**Short problem**
Exactly the lines from the one containing "Is there any balloon suspension" through the final line of the listing are to be retyped, and nothing more.

**Rows from a dataset**
+ + +
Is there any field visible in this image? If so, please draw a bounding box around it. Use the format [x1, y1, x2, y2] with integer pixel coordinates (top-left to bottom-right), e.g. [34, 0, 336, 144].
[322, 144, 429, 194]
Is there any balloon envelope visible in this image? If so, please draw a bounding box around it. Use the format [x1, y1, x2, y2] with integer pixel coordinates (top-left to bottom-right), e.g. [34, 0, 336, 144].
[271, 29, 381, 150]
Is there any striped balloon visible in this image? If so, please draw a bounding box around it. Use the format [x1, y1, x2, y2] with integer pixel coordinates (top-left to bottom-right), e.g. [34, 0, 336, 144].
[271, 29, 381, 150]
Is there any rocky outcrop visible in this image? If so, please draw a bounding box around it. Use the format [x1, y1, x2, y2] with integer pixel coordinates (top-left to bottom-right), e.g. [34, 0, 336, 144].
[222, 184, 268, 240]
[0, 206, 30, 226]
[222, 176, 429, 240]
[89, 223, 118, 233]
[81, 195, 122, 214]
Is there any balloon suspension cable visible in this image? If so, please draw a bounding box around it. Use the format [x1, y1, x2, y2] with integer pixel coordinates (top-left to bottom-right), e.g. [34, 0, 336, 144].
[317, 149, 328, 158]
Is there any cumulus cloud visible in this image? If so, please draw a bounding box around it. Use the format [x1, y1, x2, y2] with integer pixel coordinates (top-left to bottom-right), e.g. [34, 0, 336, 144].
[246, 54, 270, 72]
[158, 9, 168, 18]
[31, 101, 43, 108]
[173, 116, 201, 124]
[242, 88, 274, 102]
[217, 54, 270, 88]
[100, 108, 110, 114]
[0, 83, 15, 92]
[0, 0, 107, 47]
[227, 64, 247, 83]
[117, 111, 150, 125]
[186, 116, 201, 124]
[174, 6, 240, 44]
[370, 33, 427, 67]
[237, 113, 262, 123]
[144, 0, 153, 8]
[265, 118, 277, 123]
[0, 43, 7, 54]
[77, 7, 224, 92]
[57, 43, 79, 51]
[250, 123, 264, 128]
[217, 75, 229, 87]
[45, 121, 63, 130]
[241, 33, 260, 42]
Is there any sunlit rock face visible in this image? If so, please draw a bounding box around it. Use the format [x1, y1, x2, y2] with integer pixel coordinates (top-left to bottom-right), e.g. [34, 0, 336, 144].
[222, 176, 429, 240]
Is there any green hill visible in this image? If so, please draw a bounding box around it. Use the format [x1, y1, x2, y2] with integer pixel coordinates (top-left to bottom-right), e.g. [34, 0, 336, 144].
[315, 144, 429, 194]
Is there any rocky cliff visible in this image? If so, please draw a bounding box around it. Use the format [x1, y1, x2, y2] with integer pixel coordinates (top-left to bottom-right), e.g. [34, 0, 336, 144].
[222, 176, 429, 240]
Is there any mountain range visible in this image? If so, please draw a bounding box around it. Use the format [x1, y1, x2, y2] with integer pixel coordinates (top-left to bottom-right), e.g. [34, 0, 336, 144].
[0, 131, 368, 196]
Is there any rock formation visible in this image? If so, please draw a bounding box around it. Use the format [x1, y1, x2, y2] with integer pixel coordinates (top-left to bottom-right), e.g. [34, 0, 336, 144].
+ + +
**Final answer**
Is there any balloon suspension cable visible in this image? If so, please draw a bounding box around it. Use the format [x1, y1, x2, y2] with integer pixel coordinates (top-left to bottom-right), e.g. [34, 0, 336, 144].
[317, 149, 328, 158]
Is there any cumulus cloud visible in this image? If so, please draw a bounding box around it. Use the format [x1, y1, x2, y2] with integer pixel coordinates (top-left to bottom-right), e.g. [34, 0, 336, 144].
[246, 54, 270, 72]
[158, 9, 168, 18]
[31, 101, 43, 108]
[173, 116, 201, 124]
[242, 88, 274, 102]
[217, 54, 270, 88]
[100, 108, 110, 114]
[0, 83, 15, 92]
[0, 0, 107, 47]
[227, 64, 247, 83]
[117, 111, 150, 125]
[186, 116, 201, 124]
[174, 6, 240, 44]
[370, 33, 427, 67]
[237, 113, 262, 123]
[144, 0, 153, 8]
[265, 118, 277, 123]
[0, 43, 7, 54]
[77, 7, 224, 92]
[57, 43, 79, 51]
[250, 123, 264, 128]
[217, 75, 229, 87]
[45, 121, 63, 130]
[241, 33, 260, 42]
Is there any sunlit rock face visible in this image? If so, please draw a bounding box around it. Use the format [x1, y1, x2, y2] with integer pixel coordinates (top-left to bottom-right), e.g. [34, 0, 336, 144].
[222, 176, 429, 240]
Is there any green hill visible in this image? If so, please draw a bounding box around it. Use the format [x1, y1, x2, y2] with integer pixel coordinates (top-left to bottom-right), e.g. [34, 0, 336, 144].
[315, 144, 429, 194]
Is there any rocky cliff visible in this image? If so, please draw a bounding box around it. Use the format [x1, y1, x2, y2] with integer pixel coordinates (top-left to bottom-right), e.g. [34, 0, 336, 144].
[222, 176, 429, 240]
Is there any mountain range visible in this image? If so, please draw a bounding box around it. Use the format [x1, y1, x2, y2] with integer pixel coordinates (top-left to bottom-right), e.g. [34, 0, 336, 144].
[0, 131, 368, 196]
Is there any rock formation visible in this image? If so, please draw a bounding box around it. Use the format [x1, y1, x2, y2] with integer pixel coordinates (top-left to bottom-right), e.g. [34, 0, 336, 144].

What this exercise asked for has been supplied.